> _What the task asks_: Arrange the listing below as a JSON list of strings, one string per line with blank lines omitted. Include every line from the first line of the listing through the line containing "column 198, row 701", inclusive, and leave the pictures out.

Pointing records for named objects
________
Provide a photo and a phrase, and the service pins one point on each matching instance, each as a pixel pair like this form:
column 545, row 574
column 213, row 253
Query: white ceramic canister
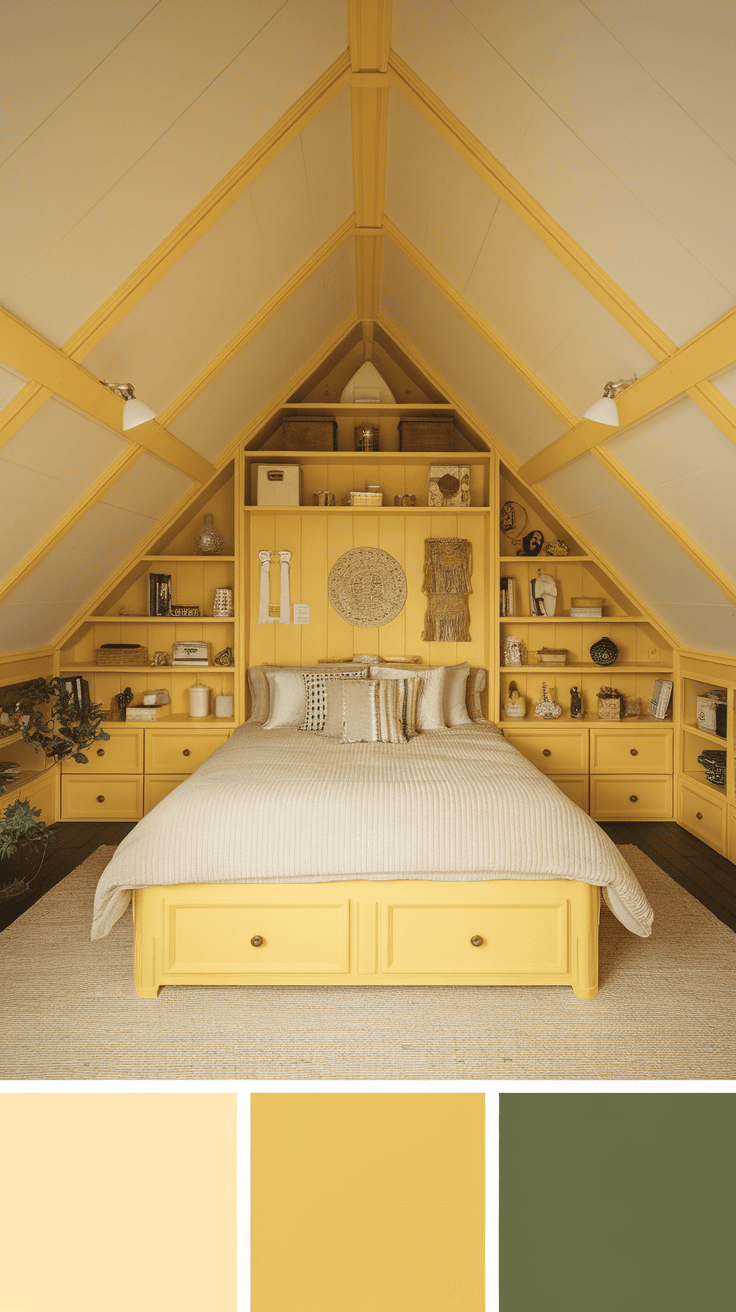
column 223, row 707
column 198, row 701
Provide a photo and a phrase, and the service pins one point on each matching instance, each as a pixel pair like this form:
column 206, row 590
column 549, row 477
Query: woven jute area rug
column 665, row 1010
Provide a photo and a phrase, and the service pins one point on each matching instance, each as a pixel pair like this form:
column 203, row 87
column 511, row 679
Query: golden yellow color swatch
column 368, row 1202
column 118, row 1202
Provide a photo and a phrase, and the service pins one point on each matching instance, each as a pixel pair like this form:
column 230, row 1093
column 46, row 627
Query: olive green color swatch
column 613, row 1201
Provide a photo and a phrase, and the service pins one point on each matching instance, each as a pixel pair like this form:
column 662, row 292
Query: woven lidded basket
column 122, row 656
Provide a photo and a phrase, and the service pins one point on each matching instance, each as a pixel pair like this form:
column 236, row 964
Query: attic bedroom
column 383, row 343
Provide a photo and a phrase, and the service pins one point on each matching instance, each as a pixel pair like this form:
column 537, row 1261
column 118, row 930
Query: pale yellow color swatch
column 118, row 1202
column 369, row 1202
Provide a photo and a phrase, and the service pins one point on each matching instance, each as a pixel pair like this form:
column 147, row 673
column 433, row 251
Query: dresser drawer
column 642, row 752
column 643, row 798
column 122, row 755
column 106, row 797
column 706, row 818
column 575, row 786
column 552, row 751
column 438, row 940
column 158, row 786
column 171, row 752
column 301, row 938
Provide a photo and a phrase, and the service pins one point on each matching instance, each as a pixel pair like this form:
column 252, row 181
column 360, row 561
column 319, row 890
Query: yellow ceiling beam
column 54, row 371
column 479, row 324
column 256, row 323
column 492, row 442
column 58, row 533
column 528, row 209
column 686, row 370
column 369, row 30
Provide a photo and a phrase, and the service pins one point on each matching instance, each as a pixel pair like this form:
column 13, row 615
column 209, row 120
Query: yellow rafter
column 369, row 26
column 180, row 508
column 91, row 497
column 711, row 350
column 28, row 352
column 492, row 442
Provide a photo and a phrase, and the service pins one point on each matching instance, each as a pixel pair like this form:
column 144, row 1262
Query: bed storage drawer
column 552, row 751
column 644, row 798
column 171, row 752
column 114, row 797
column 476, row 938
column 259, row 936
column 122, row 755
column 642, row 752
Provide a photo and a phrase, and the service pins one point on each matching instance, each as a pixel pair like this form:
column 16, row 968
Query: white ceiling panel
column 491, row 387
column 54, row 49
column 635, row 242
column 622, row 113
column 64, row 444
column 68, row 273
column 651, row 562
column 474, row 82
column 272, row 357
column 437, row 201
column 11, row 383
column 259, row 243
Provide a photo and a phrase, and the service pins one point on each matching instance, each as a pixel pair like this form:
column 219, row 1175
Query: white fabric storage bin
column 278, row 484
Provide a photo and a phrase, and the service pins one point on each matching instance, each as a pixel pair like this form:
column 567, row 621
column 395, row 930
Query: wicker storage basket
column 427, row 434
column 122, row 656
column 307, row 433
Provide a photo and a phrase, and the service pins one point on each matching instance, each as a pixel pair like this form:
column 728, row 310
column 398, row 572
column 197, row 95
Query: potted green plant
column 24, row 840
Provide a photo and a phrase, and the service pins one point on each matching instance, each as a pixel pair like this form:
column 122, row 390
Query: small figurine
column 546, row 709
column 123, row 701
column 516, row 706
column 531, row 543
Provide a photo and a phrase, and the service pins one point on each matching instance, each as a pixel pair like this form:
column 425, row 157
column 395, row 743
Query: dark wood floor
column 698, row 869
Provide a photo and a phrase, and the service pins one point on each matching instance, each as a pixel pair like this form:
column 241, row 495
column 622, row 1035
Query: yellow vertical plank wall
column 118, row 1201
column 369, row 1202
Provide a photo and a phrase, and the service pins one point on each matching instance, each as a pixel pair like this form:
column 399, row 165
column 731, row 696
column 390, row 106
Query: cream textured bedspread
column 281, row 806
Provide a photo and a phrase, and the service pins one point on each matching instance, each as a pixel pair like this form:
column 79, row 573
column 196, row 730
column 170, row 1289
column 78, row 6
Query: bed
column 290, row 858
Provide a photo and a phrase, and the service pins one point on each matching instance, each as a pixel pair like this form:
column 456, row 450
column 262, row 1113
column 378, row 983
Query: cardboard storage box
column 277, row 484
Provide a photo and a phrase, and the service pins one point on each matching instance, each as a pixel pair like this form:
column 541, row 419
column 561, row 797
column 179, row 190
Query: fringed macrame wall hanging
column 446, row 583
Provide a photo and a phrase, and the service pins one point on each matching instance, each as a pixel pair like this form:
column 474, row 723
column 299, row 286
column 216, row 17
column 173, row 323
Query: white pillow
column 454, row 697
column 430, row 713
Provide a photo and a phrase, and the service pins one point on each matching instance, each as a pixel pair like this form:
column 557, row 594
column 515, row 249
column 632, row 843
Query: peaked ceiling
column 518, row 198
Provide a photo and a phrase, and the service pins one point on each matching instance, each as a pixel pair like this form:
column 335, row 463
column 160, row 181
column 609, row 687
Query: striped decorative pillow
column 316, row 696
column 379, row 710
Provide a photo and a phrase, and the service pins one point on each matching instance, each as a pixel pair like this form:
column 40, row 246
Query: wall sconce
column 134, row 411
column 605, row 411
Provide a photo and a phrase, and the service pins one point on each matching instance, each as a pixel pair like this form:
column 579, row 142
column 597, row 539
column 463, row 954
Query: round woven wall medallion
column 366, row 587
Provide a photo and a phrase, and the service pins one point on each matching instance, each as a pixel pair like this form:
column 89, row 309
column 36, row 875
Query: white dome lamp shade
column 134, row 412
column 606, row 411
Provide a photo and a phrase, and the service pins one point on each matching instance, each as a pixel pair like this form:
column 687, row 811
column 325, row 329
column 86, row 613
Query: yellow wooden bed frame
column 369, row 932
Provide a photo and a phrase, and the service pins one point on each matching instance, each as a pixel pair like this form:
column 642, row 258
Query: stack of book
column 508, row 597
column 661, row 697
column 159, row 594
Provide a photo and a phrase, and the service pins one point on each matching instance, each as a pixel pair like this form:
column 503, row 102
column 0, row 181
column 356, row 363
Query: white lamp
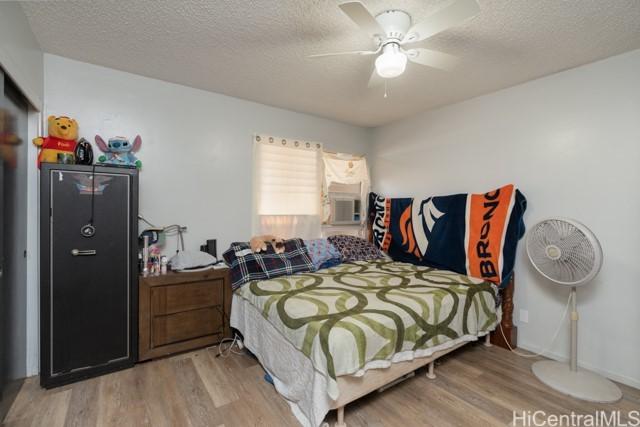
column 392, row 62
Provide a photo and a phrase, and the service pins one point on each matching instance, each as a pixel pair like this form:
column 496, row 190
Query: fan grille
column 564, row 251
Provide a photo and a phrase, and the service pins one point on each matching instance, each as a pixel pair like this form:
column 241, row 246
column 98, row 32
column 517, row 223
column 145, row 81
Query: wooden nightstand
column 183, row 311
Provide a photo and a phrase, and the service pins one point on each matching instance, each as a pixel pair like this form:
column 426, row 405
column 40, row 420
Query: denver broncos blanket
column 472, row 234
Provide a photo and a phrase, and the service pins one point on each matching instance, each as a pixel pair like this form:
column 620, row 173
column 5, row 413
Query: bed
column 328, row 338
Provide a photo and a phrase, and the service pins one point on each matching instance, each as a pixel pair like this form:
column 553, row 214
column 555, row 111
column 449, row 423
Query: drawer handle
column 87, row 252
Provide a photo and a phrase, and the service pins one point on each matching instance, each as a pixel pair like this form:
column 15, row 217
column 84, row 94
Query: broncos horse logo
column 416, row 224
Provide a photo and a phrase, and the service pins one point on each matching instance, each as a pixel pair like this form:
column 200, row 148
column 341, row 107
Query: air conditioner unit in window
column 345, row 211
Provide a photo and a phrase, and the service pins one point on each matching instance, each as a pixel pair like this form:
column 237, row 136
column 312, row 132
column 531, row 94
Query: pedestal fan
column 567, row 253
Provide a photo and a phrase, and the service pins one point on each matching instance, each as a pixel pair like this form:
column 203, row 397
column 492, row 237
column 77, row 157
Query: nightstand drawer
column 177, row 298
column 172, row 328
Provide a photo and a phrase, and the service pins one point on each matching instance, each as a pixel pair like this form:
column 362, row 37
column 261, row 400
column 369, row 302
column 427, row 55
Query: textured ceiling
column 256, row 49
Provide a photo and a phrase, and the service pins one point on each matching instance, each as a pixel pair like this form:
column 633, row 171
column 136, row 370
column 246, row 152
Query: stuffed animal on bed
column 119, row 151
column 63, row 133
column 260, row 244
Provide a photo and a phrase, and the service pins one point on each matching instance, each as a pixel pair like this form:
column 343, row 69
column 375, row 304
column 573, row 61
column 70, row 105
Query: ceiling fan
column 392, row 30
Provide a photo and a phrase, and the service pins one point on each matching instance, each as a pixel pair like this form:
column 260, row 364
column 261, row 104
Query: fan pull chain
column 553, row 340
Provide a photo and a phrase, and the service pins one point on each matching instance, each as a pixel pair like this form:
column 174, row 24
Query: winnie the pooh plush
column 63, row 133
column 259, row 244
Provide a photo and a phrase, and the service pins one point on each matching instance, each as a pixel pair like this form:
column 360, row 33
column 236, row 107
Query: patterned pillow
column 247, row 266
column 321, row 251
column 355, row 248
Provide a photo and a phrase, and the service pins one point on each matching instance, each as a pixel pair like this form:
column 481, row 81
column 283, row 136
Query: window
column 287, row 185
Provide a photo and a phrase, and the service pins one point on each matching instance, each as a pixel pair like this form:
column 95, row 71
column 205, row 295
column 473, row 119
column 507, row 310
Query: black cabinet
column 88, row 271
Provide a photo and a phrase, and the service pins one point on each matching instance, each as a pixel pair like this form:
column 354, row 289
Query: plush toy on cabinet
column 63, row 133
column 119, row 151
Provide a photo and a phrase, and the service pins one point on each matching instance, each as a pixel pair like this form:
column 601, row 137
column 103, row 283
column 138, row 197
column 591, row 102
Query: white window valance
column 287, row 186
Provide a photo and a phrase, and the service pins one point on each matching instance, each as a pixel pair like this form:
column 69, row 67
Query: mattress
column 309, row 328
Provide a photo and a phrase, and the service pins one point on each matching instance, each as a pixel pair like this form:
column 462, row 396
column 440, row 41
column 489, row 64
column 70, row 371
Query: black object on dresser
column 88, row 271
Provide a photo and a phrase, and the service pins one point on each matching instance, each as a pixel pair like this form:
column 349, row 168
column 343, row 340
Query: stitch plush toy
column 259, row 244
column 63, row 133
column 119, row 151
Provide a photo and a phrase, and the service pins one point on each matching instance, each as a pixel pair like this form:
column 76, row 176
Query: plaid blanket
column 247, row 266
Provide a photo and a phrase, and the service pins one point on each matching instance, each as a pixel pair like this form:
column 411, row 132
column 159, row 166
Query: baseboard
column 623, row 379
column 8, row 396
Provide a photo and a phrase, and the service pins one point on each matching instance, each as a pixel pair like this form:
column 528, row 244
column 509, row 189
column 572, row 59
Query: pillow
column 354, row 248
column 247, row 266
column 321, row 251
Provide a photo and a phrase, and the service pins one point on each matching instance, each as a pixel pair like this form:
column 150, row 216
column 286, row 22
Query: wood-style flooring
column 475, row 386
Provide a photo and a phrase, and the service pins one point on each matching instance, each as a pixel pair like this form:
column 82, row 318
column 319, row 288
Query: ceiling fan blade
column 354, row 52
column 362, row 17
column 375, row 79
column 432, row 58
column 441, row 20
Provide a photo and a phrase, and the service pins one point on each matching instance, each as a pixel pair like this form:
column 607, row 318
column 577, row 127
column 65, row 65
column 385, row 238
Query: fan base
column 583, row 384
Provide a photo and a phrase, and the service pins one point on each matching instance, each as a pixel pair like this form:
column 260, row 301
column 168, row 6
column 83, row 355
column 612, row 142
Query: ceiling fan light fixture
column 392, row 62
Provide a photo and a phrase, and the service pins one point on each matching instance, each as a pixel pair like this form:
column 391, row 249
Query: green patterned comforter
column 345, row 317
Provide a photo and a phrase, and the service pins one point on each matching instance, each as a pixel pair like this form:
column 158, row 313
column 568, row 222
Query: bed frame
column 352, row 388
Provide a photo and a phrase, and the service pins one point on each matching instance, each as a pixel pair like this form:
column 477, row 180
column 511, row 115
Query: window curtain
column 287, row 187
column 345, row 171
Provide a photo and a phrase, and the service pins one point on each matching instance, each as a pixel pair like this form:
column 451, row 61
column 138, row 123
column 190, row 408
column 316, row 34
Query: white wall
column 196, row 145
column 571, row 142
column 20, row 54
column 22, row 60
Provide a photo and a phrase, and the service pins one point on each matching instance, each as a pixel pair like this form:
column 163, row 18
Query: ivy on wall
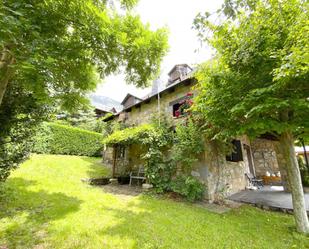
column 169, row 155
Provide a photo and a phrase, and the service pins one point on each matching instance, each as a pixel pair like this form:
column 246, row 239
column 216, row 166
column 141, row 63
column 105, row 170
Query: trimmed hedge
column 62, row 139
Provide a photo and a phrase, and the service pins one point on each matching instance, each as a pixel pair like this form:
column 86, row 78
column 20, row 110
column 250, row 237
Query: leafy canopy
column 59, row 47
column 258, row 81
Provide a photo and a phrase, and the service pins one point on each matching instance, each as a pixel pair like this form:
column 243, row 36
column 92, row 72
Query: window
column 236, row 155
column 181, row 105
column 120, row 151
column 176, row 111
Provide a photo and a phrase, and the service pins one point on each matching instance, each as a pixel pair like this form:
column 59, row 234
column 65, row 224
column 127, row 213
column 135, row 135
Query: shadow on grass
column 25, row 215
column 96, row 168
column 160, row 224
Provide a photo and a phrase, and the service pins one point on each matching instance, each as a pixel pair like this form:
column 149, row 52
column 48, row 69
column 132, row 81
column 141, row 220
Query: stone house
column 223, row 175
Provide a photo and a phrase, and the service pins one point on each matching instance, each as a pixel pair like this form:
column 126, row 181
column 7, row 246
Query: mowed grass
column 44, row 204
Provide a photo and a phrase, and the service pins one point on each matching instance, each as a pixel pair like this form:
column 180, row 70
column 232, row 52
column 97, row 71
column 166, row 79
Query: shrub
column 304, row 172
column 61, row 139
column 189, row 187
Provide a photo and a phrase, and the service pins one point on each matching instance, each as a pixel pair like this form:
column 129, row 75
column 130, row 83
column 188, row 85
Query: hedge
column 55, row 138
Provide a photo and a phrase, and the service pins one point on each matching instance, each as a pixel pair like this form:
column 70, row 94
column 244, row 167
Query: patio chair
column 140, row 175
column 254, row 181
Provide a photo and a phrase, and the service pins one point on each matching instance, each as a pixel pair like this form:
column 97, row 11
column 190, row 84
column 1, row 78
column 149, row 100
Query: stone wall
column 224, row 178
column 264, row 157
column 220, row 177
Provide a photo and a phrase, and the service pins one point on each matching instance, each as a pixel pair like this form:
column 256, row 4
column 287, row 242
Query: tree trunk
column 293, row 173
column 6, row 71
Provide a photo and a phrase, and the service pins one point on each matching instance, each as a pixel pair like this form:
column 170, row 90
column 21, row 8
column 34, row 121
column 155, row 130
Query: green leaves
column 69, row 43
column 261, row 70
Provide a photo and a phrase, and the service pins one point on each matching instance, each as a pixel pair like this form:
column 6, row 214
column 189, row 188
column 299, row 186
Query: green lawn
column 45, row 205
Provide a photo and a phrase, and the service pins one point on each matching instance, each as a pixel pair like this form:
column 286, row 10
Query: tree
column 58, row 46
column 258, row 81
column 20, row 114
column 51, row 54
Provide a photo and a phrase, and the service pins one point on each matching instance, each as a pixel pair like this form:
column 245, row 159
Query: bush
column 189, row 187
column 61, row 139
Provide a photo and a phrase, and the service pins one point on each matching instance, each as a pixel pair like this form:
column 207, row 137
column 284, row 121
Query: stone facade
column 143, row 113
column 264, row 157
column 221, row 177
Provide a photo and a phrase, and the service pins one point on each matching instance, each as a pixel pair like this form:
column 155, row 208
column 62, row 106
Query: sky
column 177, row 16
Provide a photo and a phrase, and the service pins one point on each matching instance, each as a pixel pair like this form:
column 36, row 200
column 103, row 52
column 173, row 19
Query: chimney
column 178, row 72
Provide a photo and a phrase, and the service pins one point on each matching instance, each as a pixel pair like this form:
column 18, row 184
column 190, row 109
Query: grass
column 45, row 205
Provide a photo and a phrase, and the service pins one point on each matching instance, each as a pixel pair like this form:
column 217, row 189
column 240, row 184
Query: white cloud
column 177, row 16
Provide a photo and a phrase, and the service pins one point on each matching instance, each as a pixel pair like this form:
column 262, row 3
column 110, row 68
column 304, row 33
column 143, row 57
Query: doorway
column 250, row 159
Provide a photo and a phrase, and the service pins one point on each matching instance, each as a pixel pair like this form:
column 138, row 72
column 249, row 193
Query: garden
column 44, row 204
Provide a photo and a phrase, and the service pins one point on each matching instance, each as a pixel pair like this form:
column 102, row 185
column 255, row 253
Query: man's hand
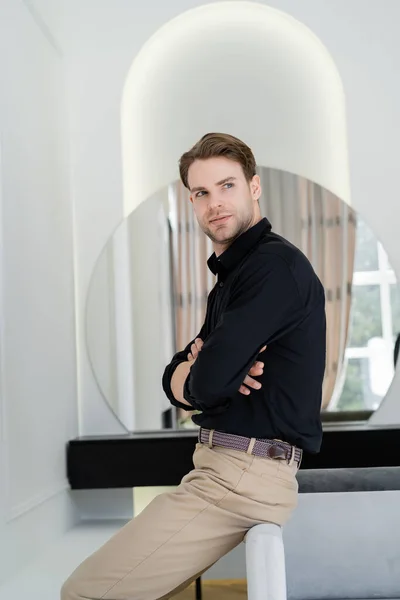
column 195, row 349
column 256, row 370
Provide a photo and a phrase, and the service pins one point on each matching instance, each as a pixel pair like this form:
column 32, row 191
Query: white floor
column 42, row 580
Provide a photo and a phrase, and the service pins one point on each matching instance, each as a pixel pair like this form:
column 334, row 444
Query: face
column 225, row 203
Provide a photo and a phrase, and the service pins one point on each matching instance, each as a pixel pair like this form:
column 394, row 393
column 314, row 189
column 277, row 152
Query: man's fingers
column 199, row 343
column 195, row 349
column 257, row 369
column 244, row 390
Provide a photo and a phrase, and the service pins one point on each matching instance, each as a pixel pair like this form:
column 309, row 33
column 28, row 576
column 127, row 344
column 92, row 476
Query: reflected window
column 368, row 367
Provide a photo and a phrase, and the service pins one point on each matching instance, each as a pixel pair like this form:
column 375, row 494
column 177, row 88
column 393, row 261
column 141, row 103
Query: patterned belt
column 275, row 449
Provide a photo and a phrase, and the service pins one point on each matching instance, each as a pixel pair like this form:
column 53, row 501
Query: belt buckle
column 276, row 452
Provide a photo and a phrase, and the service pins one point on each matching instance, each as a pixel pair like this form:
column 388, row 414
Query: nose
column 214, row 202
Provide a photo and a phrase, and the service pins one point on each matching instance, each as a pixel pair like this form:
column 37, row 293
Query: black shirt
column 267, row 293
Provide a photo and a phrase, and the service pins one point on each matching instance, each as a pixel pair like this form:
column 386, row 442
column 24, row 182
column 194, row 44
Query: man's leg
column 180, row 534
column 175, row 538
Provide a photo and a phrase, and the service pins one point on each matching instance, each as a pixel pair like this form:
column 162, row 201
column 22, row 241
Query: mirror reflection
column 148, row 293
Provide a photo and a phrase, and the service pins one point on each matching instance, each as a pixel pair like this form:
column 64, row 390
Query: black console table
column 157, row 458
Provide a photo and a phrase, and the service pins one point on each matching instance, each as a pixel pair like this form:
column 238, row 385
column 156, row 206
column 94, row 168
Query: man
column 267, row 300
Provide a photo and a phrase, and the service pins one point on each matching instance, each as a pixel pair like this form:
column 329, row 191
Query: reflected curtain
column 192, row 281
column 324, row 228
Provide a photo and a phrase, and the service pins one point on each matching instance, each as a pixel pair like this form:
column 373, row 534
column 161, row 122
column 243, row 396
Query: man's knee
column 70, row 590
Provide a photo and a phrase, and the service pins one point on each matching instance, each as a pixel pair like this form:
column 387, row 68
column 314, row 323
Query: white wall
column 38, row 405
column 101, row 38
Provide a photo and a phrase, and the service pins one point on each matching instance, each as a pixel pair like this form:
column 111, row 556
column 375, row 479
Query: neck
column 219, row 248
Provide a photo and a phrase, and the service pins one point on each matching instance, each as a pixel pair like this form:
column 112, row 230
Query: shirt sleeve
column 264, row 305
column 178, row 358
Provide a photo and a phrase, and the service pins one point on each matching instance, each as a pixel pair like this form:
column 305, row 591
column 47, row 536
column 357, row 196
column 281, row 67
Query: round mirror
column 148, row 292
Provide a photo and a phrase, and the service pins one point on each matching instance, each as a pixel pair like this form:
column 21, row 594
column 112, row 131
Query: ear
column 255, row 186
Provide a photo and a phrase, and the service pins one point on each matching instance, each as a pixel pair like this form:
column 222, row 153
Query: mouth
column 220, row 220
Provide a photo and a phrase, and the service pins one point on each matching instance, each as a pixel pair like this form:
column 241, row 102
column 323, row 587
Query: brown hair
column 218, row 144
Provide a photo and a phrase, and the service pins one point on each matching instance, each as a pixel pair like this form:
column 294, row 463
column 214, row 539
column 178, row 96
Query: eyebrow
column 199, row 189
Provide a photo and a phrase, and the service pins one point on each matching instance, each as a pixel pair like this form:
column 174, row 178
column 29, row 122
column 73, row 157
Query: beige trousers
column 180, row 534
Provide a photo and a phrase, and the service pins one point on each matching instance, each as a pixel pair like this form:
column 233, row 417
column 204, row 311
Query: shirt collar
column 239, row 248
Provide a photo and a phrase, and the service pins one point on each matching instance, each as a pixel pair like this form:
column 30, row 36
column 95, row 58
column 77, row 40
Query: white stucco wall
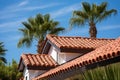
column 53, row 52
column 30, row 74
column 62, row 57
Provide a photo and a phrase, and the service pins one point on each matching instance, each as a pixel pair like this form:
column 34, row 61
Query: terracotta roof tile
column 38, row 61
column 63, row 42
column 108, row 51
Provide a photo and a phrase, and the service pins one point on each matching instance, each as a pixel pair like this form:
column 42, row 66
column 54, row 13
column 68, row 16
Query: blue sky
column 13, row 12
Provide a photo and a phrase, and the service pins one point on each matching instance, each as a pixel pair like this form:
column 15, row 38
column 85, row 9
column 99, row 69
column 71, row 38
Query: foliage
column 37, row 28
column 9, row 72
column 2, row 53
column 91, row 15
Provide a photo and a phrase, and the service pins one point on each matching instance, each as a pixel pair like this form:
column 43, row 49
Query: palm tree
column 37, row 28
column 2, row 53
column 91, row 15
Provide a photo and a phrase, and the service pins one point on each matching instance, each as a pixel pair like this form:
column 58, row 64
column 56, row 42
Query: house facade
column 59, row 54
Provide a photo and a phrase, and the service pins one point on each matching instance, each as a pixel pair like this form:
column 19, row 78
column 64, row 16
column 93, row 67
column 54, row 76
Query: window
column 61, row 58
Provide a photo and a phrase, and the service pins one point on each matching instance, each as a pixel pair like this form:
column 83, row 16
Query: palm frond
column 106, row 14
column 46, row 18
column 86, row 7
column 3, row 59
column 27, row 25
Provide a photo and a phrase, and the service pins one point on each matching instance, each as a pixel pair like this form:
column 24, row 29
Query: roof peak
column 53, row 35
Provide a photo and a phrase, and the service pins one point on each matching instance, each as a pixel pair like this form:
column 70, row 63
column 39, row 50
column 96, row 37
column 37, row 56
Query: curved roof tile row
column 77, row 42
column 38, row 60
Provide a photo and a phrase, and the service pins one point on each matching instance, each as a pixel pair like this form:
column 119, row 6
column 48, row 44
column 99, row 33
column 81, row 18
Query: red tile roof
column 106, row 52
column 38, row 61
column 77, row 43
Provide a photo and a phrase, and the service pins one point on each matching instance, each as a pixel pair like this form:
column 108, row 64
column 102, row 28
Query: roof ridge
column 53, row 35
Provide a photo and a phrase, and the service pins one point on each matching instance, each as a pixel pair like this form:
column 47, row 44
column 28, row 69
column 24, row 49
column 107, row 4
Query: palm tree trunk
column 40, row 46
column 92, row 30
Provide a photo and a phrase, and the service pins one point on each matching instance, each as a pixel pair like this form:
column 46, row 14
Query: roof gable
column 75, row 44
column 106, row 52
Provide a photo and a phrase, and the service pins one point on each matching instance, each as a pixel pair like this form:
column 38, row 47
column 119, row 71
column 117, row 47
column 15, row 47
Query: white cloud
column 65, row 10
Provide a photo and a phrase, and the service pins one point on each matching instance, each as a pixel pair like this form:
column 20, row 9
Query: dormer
________
> _Reply_:
[
  "Provide a photo and a phrase, and the service pins one point on each matching instance, each as a pixel pair like this form:",
  "column 545, row 574",
  "column 213, row 253",
  "Query: white ceramic canister",
  "column 223, row 707",
  "column 198, row 701"
]